> Activity: Give back the line that contains "Target: painted nose on mural" and every following line, exactly as they appear, through the end of the data.
····················
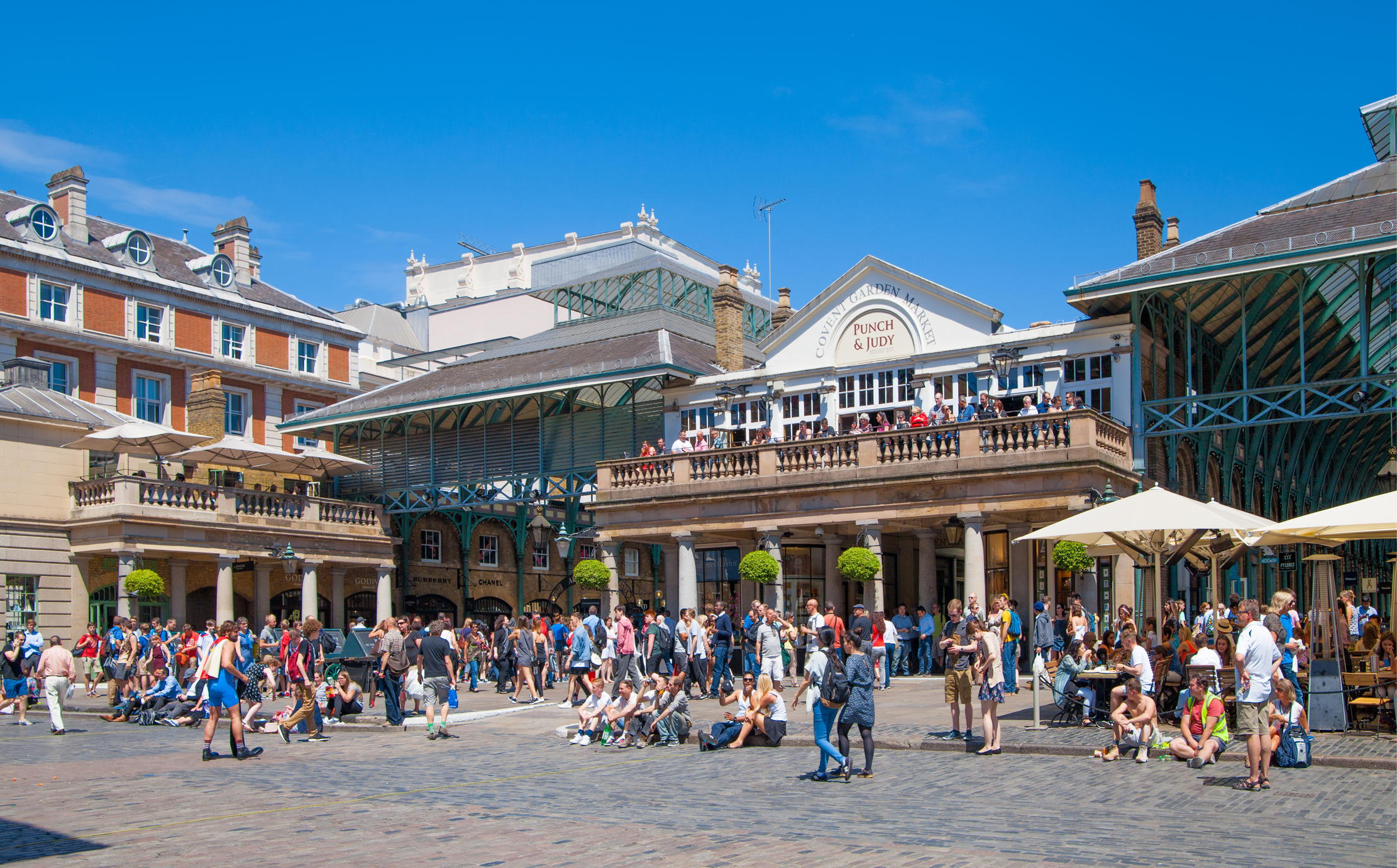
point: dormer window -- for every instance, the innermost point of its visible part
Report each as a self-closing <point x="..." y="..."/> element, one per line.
<point x="223" y="271"/>
<point x="135" y="246"/>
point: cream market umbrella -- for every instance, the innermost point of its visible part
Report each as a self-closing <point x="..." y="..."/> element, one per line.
<point x="137" y="439"/>
<point x="238" y="453"/>
<point x="1372" y="518"/>
<point x="322" y="463"/>
<point x="1147" y="527"/>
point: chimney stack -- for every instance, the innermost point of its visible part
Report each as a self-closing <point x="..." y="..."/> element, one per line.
<point x="783" y="312"/>
<point x="1149" y="222"/>
<point x="67" y="195"/>
<point x="727" y="319"/>
<point x="234" y="240"/>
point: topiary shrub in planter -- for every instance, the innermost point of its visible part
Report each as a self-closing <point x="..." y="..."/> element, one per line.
<point x="759" y="567"/>
<point x="858" y="564"/>
<point x="592" y="574"/>
<point x="1072" y="557"/>
<point x="146" y="584"/>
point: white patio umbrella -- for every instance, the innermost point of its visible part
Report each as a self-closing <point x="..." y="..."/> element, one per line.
<point x="238" y="453"/>
<point x="322" y="463"/>
<point x="137" y="439"/>
<point x="1372" y="518"/>
<point x="1147" y="527"/>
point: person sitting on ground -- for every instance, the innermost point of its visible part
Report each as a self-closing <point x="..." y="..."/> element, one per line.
<point x="766" y="715"/>
<point x="1203" y="732"/>
<point x="348" y="700"/>
<point x="590" y="715"/>
<point x="1134" y="722"/>
<point x="1286" y="712"/>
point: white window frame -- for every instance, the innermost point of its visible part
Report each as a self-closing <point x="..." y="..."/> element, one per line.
<point x="428" y="542"/>
<point x="225" y="345"/>
<point x="165" y="394"/>
<point x="301" y="407"/>
<point x="489" y="546"/>
<point x="315" y="362"/>
<point x="160" y="327"/>
<point x="66" y="305"/>
<point x="248" y="410"/>
<point x="65" y="360"/>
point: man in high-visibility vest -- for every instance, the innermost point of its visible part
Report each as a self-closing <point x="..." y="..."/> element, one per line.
<point x="1205" y="732"/>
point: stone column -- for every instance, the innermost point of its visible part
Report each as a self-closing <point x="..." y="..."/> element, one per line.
<point x="337" y="598"/>
<point x="833" y="581"/>
<point x="309" y="591"/>
<point x="927" y="568"/>
<point x="873" y="590"/>
<point x="124" y="564"/>
<point x="771" y="545"/>
<point x="224" y="590"/>
<point x="385" y="603"/>
<point x="976" y="559"/>
<point x="688" y="571"/>
<point x="262" y="591"/>
<point x="612" y="595"/>
<point x="179" y="592"/>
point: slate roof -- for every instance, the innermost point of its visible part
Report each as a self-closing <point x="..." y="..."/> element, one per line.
<point x="169" y="258"/>
<point x="595" y="346"/>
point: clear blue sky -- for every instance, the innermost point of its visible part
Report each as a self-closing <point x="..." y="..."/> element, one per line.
<point x="995" y="150"/>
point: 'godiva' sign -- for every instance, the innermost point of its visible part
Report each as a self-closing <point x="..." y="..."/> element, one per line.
<point x="873" y="335"/>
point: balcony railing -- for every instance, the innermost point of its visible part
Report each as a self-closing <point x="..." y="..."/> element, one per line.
<point x="935" y="447"/>
<point x="193" y="498"/>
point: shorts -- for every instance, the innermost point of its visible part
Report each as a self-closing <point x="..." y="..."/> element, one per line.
<point x="958" y="687"/>
<point x="439" y="686"/>
<point x="1252" y="719"/>
<point x="775" y="730"/>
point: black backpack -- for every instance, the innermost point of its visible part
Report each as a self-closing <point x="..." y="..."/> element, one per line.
<point x="834" y="689"/>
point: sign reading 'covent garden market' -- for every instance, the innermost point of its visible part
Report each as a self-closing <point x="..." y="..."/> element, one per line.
<point x="878" y="334"/>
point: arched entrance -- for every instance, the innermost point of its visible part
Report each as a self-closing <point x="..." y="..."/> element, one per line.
<point x="287" y="607"/>
<point x="363" y="605"/>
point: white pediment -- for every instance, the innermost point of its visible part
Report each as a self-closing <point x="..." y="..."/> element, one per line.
<point x="873" y="313"/>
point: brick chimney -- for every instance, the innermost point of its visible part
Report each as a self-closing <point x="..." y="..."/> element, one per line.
<point x="1149" y="224"/>
<point x="234" y="240"/>
<point x="727" y="319"/>
<point x="67" y="195"/>
<point x="204" y="409"/>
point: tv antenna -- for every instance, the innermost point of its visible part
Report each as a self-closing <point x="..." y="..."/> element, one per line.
<point x="762" y="211"/>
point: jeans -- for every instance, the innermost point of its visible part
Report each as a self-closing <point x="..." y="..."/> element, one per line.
<point x="1288" y="672"/>
<point x="1010" y="659"/>
<point x="903" y="652"/>
<point x="392" y="688"/>
<point x="823" y="726"/>
<point x="925" y="655"/>
<point x="724" y="733"/>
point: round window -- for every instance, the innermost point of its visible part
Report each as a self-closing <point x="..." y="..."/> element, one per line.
<point x="139" y="248"/>
<point x="45" y="224"/>
<point x="223" y="271"/>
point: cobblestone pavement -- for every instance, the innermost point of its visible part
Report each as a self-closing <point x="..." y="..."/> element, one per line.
<point x="498" y="796"/>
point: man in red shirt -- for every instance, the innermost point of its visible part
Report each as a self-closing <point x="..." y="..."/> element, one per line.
<point x="626" y="664"/>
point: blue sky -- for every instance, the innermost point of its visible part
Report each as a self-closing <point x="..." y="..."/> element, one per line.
<point x="995" y="150"/>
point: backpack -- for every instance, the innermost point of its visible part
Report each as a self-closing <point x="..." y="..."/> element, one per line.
<point x="834" y="689"/>
<point x="1294" y="750"/>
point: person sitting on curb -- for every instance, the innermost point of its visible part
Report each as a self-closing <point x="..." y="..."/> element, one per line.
<point x="1203" y="727"/>
<point x="1134" y="723"/>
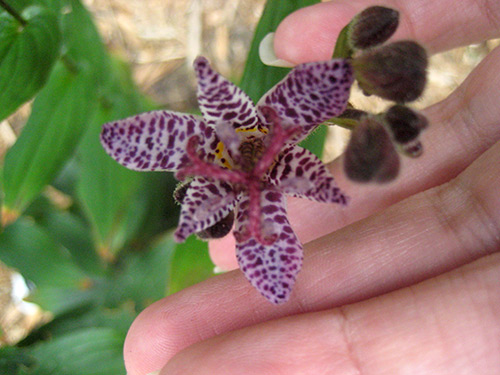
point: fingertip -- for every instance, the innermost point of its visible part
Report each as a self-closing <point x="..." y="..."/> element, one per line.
<point x="310" y="33"/>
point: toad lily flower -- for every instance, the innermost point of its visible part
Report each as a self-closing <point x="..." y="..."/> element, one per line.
<point x="243" y="158"/>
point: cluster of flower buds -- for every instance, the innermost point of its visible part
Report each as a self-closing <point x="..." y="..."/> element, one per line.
<point x="393" y="71"/>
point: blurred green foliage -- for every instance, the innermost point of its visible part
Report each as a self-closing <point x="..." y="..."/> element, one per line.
<point x="110" y="253"/>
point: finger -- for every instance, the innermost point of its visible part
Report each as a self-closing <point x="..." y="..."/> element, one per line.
<point x="447" y="325"/>
<point x="310" y="33"/>
<point x="462" y="127"/>
<point x="418" y="238"/>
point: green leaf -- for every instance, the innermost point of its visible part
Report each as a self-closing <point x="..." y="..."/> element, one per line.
<point x="13" y="359"/>
<point x="144" y="277"/>
<point x="60" y="114"/>
<point x="27" y="248"/>
<point x="89" y="351"/>
<point x="109" y="192"/>
<point x="190" y="265"/>
<point x="71" y="232"/>
<point x="27" y="56"/>
<point x="259" y="78"/>
<point x="83" y="44"/>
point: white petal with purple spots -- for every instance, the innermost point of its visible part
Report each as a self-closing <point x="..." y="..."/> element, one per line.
<point x="221" y="100"/>
<point x="300" y="173"/>
<point x="311" y="93"/>
<point x="271" y="269"/>
<point x="156" y="141"/>
<point x="206" y="203"/>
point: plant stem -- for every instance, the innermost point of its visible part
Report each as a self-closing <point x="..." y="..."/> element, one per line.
<point x="13" y="13"/>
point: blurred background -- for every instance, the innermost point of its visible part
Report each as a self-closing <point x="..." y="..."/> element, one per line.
<point x="86" y="244"/>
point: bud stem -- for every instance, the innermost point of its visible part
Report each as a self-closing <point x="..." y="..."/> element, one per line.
<point x="342" y="49"/>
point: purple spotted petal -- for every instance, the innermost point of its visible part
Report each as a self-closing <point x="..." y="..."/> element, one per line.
<point x="271" y="269"/>
<point x="156" y="141"/>
<point x="300" y="173"/>
<point x="311" y="93"/>
<point x="206" y="202"/>
<point x="221" y="100"/>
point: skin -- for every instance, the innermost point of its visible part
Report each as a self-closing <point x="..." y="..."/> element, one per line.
<point x="403" y="280"/>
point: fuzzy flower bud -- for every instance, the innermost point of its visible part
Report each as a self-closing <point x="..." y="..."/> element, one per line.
<point x="396" y="71"/>
<point x="370" y="154"/>
<point x="372" y="27"/>
<point x="405" y="125"/>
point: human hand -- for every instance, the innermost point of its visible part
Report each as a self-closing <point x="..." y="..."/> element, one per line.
<point x="405" y="280"/>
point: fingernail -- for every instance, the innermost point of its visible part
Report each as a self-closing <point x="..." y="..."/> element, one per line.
<point x="267" y="55"/>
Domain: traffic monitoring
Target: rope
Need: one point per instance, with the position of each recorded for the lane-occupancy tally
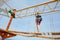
(4, 1)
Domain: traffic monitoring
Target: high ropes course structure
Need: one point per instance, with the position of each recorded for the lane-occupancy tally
(27, 12)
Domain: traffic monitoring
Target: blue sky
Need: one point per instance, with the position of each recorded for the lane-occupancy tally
(27, 24)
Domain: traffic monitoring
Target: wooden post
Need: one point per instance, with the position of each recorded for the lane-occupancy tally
(14, 11)
(9, 23)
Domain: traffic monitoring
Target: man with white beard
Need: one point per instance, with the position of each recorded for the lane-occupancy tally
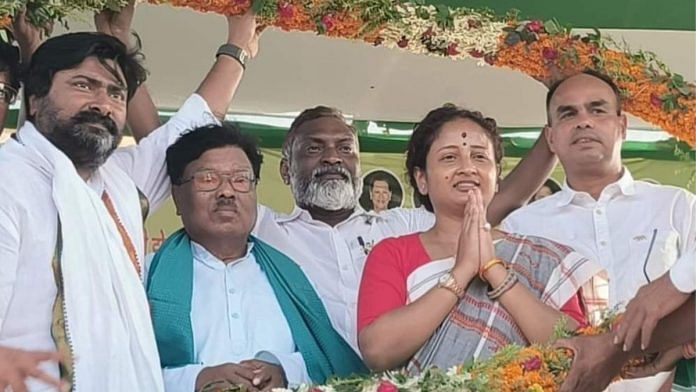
(329, 235)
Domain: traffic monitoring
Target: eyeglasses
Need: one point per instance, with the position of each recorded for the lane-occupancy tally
(210, 180)
(8, 94)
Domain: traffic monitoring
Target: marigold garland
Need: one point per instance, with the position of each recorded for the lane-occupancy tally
(543, 50)
(537, 368)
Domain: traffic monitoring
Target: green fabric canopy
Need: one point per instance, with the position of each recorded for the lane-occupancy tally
(628, 14)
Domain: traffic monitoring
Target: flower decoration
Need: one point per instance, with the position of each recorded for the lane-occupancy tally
(541, 49)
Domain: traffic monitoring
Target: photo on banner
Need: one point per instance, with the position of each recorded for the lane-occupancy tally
(382, 190)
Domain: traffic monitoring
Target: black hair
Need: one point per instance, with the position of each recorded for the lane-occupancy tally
(380, 177)
(191, 145)
(553, 185)
(9, 63)
(427, 130)
(67, 51)
(590, 72)
(306, 116)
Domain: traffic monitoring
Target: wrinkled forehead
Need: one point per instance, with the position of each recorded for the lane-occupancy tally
(462, 132)
(224, 159)
(105, 70)
(325, 129)
(380, 184)
(581, 90)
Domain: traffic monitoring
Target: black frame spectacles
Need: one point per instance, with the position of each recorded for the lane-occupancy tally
(8, 94)
(211, 180)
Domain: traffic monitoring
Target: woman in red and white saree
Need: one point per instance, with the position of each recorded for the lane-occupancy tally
(460, 290)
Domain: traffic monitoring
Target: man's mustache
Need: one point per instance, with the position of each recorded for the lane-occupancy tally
(335, 169)
(90, 117)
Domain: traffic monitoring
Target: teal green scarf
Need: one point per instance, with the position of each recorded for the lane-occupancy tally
(170, 288)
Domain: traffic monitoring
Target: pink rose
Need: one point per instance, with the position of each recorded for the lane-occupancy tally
(403, 42)
(386, 386)
(286, 10)
(655, 100)
(477, 54)
(532, 364)
(328, 22)
(452, 49)
(535, 26)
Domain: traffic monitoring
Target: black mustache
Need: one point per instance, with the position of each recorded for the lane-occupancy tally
(95, 118)
(340, 170)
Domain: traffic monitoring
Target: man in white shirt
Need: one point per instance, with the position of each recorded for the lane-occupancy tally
(71, 235)
(229, 310)
(635, 230)
(329, 234)
(9, 81)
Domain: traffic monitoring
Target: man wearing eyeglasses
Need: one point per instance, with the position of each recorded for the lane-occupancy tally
(228, 309)
(71, 235)
(9, 82)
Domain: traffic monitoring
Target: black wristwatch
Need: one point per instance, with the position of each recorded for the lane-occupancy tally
(233, 51)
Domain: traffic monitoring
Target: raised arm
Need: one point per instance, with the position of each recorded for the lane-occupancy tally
(145, 163)
(221, 83)
(28, 36)
(142, 113)
(523, 181)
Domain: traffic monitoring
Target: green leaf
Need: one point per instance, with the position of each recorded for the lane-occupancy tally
(552, 27)
(257, 5)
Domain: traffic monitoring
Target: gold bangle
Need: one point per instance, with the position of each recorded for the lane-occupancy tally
(490, 265)
(509, 281)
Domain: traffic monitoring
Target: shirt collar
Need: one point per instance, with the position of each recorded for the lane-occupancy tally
(624, 185)
(201, 254)
(302, 214)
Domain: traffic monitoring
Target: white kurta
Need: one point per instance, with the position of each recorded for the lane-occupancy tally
(235, 316)
(637, 231)
(333, 258)
(28, 226)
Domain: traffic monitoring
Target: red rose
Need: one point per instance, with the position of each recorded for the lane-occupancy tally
(655, 100)
(286, 10)
(535, 26)
(549, 54)
(452, 49)
(386, 386)
(328, 22)
(532, 364)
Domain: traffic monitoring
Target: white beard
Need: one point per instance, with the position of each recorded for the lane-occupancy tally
(330, 195)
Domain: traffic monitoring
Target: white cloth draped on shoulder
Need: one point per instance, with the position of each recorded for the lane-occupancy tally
(106, 311)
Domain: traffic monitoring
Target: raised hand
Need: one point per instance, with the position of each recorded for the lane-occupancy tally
(243, 31)
(475, 241)
(117, 23)
(16, 366)
(28, 36)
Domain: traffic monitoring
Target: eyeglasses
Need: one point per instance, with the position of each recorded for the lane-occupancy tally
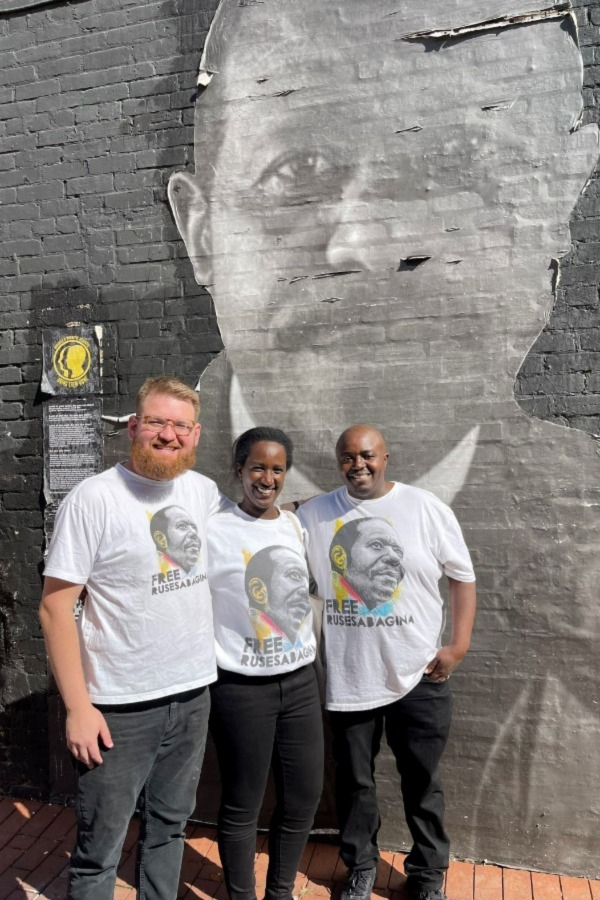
(181, 429)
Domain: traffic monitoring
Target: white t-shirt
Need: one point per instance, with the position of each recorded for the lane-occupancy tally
(140, 547)
(259, 584)
(377, 564)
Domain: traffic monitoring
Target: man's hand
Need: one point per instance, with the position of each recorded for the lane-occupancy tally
(444, 663)
(462, 606)
(86, 728)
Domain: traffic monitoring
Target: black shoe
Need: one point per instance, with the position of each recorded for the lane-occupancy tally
(424, 894)
(360, 884)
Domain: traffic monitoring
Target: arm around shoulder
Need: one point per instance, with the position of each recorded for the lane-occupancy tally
(85, 724)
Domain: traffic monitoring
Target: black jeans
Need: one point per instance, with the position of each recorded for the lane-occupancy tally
(257, 722)
(156, 757)
(416, 729)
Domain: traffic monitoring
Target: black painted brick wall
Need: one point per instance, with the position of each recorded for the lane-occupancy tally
(95, 112)
(560, 378)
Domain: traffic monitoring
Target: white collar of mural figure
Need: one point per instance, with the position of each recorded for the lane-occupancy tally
(445, 479)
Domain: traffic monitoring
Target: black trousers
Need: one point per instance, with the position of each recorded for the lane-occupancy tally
(258, 723)
(416, 728)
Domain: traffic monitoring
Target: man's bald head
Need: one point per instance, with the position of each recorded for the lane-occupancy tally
(362, 456)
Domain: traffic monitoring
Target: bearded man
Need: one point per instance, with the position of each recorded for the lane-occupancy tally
(133, 670)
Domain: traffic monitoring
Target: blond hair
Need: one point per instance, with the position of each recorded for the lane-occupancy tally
(171, 387)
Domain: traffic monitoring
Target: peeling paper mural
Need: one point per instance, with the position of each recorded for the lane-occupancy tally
(381, 192)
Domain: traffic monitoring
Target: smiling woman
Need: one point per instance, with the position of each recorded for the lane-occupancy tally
(265, 703)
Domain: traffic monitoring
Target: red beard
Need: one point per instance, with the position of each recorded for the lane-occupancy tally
(164, 468)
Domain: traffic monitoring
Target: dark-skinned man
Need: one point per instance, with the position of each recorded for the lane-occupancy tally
(386, 666)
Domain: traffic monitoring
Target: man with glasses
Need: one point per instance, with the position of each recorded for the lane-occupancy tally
(133, 670)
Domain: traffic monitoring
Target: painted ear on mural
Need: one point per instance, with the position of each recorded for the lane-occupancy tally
(584, 143)
(190, 212)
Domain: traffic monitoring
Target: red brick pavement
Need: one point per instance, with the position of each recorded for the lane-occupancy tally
(36, 839)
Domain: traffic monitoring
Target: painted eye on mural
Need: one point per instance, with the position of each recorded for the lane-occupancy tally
(298, 177)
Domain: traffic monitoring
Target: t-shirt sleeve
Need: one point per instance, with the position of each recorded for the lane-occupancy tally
(74, 544)
(453, 554)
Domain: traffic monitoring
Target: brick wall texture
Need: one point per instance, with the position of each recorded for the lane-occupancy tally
(96, 110)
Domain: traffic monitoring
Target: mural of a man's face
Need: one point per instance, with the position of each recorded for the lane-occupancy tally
(386, 208)
(369, 556)
(277, 585)
(176, 535)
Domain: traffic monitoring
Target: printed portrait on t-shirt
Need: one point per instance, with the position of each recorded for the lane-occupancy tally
(276, 583)
(176, 538)
(366, 565)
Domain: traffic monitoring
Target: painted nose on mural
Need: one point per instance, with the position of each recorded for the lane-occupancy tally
(354, 229)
····················
> Task result:
Target: painted nose on mural
Need: one point per instance, with the position of each recorded for the lane-occupancy tally
(354, 229)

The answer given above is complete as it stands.